◆ **Görev tanımı**
Gülen cemaatini tanımlama üzerine olan metinde "Gülen ve takipçileri, her" sözlerinden aşağıda "örgütü hüviyeti taşır." sözlerine kadar her şeyi hiçbir değişiklik yapmadan tekrar aktarın.

◆ **Verilen metin**
::::

Gülen ve Takipçilerini Tanımlama Zor(unlu)luğu

Gülen ve takipçileri, her taşın altında örgüt, çete, vatan haini ve yolsuz aramaya ve bulmaya başladı. Açık ki, istihbarat ve güvenlik gündemiyle tepeden tırnağa hemhal olan bir oluşum, ne dini cemaat ne de sivil toplum örgütü hüviyeti taşır.

17 Aralık süreci Gülen Cemaatine ilişkin tanımlamalarımızı gözden geçirmemizi zorunlu kıldı. Doğuşundaki kaygılara, hareketin toplumsal dinamiklerine, samimi izleyicilerin gerekçelerine ve kullanılan terminolojiye bakılırsa Gülen cemaatinin dini bir cemaat olduğuna şüphe yok. Gülen ve izleyicileri, kendilerini toplumdaki diğer cemaatlerden ayrıştıran bir dile başvursa da, dini kavramlarla konuşuyor ve hizmetlerini dini duygularla gerekçelendiriyor. Ancak, Gülen ve takipçilerinin son birkaç yıldır gündemine aldığı başlıklar, girdiği ilişkiler ve cemaat sözcülerinin muhakeme tarzı, dini bir cemaat olarak nitelenme zorluğunu ortaya çıkardı.

Bu durum, Güleni ve cemaatini yeniden tanımlamayı zorunlu kılıyor. Gülen ve takipçileri bir dini cemaat mi, sivil toplum hareketi mi, siyasi bir hareket mi, paralel devlet örgütlenmesi mi, devleti ele geçirmeye çalışan bir örgüt mü?

::::

İşaretleme verilerinden alıntılar

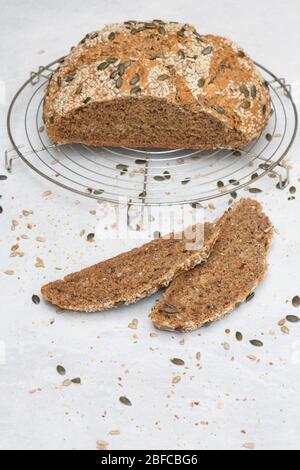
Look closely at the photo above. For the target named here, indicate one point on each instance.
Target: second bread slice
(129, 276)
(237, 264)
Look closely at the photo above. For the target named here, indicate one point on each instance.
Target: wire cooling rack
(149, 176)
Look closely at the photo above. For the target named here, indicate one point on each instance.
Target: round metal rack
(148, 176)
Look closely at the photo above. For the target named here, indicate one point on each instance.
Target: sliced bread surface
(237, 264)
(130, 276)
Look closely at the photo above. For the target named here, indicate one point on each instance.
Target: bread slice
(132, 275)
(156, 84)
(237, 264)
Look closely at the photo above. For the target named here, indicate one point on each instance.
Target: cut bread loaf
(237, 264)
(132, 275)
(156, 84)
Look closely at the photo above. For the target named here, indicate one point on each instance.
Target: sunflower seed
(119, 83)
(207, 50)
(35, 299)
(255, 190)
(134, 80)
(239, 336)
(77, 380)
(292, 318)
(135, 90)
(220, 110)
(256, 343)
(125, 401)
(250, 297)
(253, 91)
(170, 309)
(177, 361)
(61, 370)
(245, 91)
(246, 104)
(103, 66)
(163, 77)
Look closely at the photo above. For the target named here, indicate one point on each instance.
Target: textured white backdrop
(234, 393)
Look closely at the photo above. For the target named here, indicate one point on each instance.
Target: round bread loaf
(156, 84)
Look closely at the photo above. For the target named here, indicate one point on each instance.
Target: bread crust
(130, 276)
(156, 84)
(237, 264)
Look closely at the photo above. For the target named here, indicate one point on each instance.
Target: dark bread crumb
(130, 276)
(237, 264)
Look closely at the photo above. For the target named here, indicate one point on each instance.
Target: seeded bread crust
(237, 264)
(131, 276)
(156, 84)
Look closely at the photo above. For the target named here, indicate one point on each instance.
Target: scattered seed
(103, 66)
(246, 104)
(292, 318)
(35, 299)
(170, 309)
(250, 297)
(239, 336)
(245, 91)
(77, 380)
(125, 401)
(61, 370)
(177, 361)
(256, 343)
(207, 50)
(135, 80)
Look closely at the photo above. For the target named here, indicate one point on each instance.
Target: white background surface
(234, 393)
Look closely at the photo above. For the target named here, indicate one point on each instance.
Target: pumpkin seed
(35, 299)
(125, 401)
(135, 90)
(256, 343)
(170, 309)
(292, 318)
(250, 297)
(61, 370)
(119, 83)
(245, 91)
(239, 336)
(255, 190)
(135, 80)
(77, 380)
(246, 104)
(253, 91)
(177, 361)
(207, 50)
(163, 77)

::::

◆ **Görev çıktısı**
Gülen ve takipçileri, her taşın altında örgüt, çete, vatan haini ve yolsuz aramaya ve bulmaya başladı. Açık ki, istihbarat ve güvenlik gündemiyle tepeden tırnağa hemhal olan bir oluşum, ne dini cemaat ne de sivil toplum örgütü hüviyeti taşır.